And this has twice been my unplanned process. Why? Because I am not self-aware. I do not see my signs, or I think that it’s not THAT bad. I put on my smile and I suppress everything that I know my world can’t handle. Everything I CAN’T feel, because my little card house will then fall apart, again. So I get smashed, self-harm, listen to music I know is actually triggering, and try to drink and cut out my anger. Because I don’t know how to exernalise it.

Here is the point of this whole thing: Why do we internalise, and why do we put on our happy masks every day so that it becomes so natural we can’t take it off? For the ones we love. Because we know they want to understand but they can’t. And they want to be supportive but even those who understand the full impact, don’t really. In my case, when I get criticised like again today I want to yell: “It’s because I’m BIPOLAR, asshole! And you know that.” But I just smile, make a little joke, and walk away.

When you want to self-harm but you can’t

First, if there is anyone who follows this blog, I don’t have the parasite that makes you sleep like my mom thought. So maybe I’m just still tired because 2017 was a pretty fucked up year and I didn’t get much holiday.

*REQUIRED ACTION:*
Extend the blog post about living with bipolar disorder by writing the passage that follows its last sentence.

*SUPPLIED DATA:*
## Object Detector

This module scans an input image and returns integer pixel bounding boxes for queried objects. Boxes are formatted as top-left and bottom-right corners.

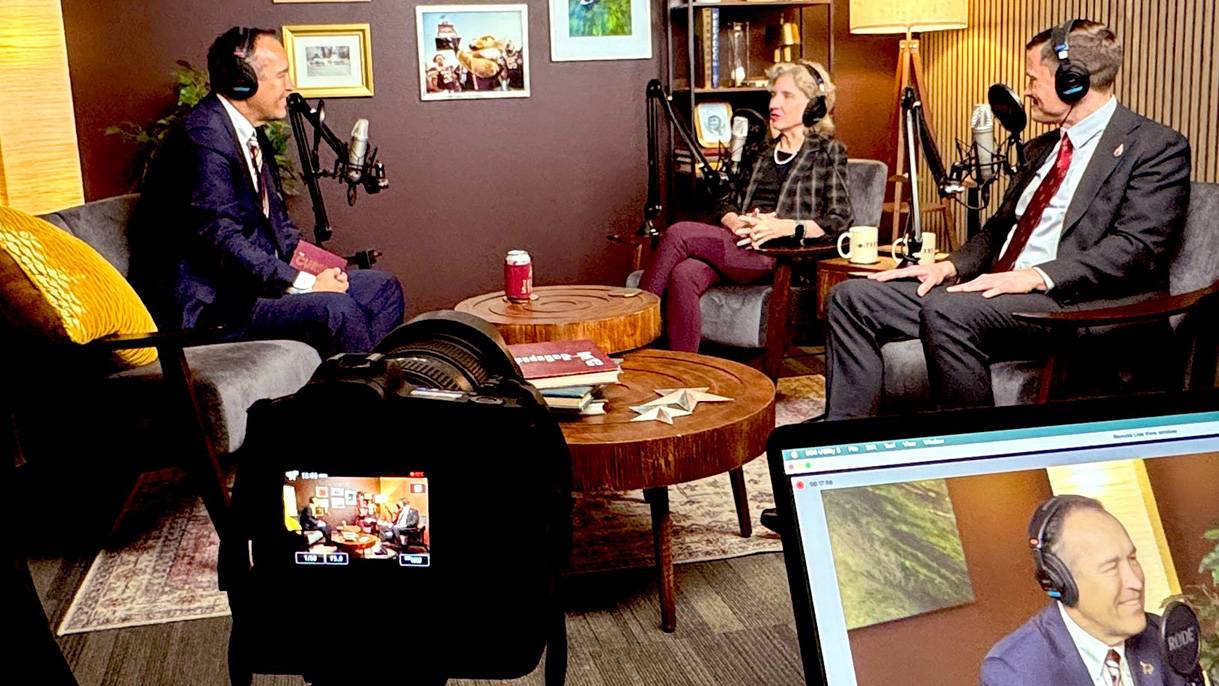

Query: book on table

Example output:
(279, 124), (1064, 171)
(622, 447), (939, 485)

(508, 339), (619, 390)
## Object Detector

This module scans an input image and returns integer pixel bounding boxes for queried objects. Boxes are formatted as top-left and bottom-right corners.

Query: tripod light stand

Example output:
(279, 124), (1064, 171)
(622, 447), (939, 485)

(851, 0), (969, 248)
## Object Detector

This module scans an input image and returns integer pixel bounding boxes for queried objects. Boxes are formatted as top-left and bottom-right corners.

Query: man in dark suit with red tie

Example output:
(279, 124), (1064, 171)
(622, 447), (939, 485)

(981, 495), (1202, 686)
(826, 19), (1190, 419)
(132, 27), (403, 356)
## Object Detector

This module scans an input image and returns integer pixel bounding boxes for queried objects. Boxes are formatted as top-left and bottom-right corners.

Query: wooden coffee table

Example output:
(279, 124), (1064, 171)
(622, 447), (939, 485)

(560, 350), (774, 631)
(453, 285), (661, 355)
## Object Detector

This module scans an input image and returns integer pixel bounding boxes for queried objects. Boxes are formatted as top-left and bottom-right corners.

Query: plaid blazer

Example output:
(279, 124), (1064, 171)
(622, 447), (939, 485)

(717, 132), (853, 238)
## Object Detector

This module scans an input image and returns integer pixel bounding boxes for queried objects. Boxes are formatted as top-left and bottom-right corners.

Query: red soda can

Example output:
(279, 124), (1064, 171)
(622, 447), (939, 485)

(503, 250), (533, 302)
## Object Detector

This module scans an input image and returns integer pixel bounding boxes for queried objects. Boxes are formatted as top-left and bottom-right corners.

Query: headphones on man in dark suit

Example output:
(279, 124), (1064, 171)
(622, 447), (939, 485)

(1029, 496), (1079, 607)
(1050, 19), (1092, 105)
(207, 27), (258, 100)
(800, 62), (828, 128)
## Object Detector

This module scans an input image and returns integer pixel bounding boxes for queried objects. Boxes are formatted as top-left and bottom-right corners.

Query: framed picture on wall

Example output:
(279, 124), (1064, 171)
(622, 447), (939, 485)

(694, 102), (733, 147)
(550, 0), (652, 62)
(283, 24), (373, 97)
(414, 5), (529, 100)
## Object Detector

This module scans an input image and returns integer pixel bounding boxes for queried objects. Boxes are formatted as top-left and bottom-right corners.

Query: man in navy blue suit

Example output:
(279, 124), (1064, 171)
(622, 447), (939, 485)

(981, 496), (1186, 686)
(132, 27), (403, 356)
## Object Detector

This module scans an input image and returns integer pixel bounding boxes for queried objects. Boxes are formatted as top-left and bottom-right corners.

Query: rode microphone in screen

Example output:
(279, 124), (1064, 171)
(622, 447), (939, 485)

(731, 115), (750, 164)
(347, 118), (368, 185)
(969, 105), (995, 184)
(1159, 601), (1202, 686)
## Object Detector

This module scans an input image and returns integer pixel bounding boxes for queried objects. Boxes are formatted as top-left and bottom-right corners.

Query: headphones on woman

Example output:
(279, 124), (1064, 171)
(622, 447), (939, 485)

(800, 62), (826, 128)
(1050, 19), (1092, 105)
(1029, 496), (1079, 607)
(207, 27), (258, 100)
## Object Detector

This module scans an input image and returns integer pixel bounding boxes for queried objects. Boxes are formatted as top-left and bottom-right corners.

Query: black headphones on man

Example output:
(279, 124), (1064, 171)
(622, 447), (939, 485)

(1050, 19), (1092, 105)
(1029, 496), (1079, 607)
(207, 27), (258, 100)
(800, 62), (828, 128)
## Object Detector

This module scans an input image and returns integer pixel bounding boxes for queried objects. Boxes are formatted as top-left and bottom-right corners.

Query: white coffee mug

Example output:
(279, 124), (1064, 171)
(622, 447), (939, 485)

(892, 232), (935, 264)
(837, 227), (880, 264)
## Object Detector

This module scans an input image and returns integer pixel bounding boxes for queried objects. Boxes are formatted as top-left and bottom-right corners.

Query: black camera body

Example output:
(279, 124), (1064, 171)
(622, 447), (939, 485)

(222, 313), (570, 684)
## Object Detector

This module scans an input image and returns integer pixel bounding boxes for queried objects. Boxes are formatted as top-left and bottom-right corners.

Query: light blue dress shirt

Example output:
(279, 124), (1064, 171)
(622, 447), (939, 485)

(998, 96), (1118, 290)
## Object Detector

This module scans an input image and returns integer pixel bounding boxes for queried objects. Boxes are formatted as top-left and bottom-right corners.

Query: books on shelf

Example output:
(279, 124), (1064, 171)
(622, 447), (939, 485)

(508, 339), (619, 390)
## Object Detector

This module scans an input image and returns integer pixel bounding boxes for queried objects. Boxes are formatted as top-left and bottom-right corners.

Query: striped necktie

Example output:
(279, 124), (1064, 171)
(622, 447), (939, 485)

(992, 133), (1074, 273)
(246, 133), (271, 217)
(1104, 648), (1121, 686)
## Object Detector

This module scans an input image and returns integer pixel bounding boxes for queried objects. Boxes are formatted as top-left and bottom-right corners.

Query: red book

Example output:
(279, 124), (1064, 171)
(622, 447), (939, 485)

(508, 340), (618, 389)
(288, 240), (347, 277)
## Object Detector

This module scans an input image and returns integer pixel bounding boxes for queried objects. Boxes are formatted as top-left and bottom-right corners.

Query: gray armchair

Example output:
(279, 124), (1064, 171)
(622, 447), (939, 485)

(7, 195), (321, 543)
(627, 160), (889, 379)
(880, 183), (1219, 413)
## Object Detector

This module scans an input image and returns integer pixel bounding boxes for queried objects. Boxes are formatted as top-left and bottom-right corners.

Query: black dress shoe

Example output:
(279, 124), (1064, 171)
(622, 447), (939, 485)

(759, 507), (783, 535)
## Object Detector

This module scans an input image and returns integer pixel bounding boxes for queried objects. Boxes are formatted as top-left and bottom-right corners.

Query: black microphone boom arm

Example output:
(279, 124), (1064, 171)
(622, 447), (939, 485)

(288, 93), (389, 254)
(639, 79), (733, 242)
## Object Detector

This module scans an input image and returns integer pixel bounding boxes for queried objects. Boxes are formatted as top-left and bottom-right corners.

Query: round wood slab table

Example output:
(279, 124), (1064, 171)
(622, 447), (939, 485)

(453, 285), (661, 355)
(560, 350), (774, 631)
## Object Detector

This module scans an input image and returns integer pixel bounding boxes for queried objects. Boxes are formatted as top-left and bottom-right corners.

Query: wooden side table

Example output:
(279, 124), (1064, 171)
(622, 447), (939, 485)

(560, 350), (774, 631)
(453, 285), (661, 355)
(817, 255), (897, 322)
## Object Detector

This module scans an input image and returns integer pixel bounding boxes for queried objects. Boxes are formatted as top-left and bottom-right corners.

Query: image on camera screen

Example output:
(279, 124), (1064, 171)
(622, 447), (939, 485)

(284, 469), (432, 567)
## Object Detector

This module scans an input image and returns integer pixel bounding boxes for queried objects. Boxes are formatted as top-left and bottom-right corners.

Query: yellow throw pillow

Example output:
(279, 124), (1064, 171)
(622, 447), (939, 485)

(0, 207), (156, 367)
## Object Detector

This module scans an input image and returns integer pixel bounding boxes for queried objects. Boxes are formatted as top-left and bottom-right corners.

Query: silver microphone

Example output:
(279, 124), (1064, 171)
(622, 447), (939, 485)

*EXERCISE OUTPUT:*
Trigger warning obviously – see heading

Here’s the problem it is 23:30 and I am enraged. Seriously explosively ‘like urbanol does anything’ enraged. A few rage-worthy things happened today, but it really ended with a boy. Doesn’t it always? First time in like 2 years I put myself out there, btw, and though he seemed interested for weeks now suddenly he doesn’t and is moving 3 hours away to a shitty remote place anyway.

So I’m raging. And when I rage I cut, because I don’t yell or punch or give another bitch a piece of my mind. No. I take it out on myself. Now the funny part is that I have absolutely NOTHING to cut myself with. No a single blade or proper kitchen knife, not a decent razor or sharp scissors. Fucking NOTHING. Shows you how long ago I raged. At one stage there was this debate by my healthcare professionals about whether I have borderline personality disorder or not. One psychiatrist and one psychologist said I did, one of each said I didn’t. Maybe I do if have the capacity to feel the way I do. I’m also crying because I would tell my very good friend S all of this and she’d listen and not judge, but oh wait, shes’s dead, so can’t do that.

Less than a week ago my psych told me that I’m absolutely glowing. I keep feeling like something is wrong just under the surface. My mother needs to be convinced that I have a physical illness. I want to cut myself for the first time in MONTHS, but can’t. I should take some seroquel but I am working hard from tomorrow, I can’t afford that fuzzy brain. Oh and I am dizzy ALL THE TIME, Venlor or Wellbutrin side-effect?

I found myself beating my chest earlier with a fist. It didn’t hurt but it was a feeling of trying to resuscitate myself. Only we can’t do that, can we?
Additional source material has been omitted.